---------- Data for this task ----------

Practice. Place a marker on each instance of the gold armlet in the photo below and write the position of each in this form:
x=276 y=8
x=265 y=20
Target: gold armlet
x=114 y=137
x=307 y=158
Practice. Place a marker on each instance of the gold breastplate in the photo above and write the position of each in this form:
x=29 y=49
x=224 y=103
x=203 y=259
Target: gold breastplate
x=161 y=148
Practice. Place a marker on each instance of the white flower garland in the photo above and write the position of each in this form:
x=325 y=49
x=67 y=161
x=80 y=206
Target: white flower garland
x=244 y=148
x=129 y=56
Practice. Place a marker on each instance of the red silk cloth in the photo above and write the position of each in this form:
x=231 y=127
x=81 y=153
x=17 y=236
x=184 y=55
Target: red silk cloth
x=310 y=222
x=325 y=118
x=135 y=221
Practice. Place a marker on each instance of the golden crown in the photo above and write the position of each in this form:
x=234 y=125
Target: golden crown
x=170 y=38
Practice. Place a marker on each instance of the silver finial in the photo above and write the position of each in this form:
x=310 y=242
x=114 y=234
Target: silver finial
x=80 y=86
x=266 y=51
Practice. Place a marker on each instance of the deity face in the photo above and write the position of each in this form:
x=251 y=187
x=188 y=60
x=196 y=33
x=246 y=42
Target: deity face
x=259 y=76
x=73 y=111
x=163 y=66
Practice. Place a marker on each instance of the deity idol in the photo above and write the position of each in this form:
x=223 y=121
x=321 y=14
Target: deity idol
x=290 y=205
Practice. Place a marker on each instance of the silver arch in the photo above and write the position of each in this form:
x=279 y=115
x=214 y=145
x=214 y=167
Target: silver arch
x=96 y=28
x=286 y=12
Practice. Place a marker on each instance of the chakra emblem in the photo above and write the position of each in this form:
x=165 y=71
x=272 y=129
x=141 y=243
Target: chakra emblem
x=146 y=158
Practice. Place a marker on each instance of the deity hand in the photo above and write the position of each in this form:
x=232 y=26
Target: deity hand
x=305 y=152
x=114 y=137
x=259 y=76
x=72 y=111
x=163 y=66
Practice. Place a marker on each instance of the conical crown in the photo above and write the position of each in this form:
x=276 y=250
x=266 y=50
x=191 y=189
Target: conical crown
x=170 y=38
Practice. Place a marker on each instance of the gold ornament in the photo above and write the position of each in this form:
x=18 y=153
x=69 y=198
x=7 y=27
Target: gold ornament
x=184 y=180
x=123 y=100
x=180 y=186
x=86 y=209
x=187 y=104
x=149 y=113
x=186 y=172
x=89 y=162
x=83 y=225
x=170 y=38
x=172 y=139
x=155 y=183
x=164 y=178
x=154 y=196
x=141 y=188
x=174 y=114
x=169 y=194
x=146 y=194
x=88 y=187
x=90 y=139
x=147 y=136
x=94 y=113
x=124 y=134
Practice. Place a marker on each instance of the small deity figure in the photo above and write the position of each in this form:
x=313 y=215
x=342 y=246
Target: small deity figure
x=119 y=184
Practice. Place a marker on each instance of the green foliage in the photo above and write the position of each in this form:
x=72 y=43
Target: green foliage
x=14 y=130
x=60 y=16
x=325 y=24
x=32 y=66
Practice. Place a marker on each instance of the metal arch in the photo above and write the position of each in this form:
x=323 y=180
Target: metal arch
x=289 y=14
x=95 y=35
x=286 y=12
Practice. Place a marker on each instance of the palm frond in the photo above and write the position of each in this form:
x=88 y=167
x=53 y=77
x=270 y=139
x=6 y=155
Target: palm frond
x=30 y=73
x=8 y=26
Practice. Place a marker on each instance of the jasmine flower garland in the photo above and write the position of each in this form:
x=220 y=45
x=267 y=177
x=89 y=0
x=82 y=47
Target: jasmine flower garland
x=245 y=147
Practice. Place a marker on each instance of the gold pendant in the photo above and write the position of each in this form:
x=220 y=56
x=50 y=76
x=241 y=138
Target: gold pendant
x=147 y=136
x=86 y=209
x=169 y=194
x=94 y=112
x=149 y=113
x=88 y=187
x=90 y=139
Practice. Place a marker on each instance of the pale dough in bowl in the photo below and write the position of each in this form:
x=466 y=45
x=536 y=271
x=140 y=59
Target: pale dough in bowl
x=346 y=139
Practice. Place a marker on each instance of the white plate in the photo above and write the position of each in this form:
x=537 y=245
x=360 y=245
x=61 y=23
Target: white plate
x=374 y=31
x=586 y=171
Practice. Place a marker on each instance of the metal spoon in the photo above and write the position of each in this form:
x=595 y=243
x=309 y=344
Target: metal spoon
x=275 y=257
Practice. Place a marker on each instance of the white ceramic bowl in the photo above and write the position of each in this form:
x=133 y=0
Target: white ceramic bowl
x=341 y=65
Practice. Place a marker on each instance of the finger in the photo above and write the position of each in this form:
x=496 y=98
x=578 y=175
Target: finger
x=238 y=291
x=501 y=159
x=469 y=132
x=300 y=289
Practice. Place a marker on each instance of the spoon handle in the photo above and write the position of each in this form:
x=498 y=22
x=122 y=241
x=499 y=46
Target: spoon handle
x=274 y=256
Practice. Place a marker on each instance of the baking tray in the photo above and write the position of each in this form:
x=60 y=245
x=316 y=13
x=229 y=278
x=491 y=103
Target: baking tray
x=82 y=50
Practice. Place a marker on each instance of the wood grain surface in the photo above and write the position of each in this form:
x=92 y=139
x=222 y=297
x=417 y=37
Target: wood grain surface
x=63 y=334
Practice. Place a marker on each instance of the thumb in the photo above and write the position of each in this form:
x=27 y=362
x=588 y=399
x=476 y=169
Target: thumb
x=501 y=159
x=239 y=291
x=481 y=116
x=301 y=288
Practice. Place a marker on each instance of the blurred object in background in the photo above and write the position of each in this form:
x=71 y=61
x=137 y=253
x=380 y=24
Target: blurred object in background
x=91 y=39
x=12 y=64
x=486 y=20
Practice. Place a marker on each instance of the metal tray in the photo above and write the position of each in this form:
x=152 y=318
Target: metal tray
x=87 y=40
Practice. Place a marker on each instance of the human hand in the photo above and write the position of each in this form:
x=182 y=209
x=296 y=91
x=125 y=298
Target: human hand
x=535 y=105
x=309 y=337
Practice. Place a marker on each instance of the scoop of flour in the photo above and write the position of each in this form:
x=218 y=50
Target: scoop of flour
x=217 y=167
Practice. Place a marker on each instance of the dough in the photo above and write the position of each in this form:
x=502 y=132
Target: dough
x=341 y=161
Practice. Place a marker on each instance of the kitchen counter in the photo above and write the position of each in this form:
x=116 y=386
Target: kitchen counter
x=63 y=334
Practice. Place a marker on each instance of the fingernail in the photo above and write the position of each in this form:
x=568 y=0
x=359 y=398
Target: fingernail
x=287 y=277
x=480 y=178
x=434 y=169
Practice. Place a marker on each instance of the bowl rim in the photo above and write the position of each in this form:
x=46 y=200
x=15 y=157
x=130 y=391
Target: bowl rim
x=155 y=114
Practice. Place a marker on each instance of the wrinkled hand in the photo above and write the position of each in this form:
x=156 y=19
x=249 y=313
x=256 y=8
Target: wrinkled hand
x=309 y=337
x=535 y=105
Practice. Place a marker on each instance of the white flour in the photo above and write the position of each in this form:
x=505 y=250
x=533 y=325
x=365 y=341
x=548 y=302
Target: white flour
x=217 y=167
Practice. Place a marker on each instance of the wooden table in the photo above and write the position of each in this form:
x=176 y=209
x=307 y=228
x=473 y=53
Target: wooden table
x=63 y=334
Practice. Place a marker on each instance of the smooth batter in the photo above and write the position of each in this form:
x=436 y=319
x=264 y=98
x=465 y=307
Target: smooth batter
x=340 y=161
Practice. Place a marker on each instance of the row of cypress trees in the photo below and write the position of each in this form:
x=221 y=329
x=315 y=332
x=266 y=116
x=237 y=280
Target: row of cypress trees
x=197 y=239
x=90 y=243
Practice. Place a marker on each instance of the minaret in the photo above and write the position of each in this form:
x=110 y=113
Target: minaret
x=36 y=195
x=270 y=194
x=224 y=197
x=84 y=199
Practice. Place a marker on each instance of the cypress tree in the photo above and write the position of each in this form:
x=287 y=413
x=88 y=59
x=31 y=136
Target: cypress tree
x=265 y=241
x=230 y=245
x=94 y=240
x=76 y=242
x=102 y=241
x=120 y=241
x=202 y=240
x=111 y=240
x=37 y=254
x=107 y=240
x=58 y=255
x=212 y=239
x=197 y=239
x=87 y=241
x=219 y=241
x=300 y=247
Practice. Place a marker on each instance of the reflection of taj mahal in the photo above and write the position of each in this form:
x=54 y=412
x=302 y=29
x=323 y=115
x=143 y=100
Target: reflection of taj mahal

----------

## Description of the task
Return only the lines between the one holding "Practice. Place a marker on each instance of the deity idol" and the one holding "Practice. Place a marker on each instance of the chakra", inclusive, exactly as they appear above.

## Result for this exercise
Practice. Place a marker on each instance of the deity idol in the photo above and write the position of each in this form:
x=223 y=121
x=321 y=14
Target: deity idol
x=290 y=205
Practice. Place a marker on each instance of the silver arch in the photo above and write the position of each in this form:
x=279 y=115
x=214 y=145
x=214 y=167
Target: silver arch
x=96 y=28
x=286 y=12
Practice. Place a marker on each instance of the chakra emblem in the photo above and write the position of each in this form:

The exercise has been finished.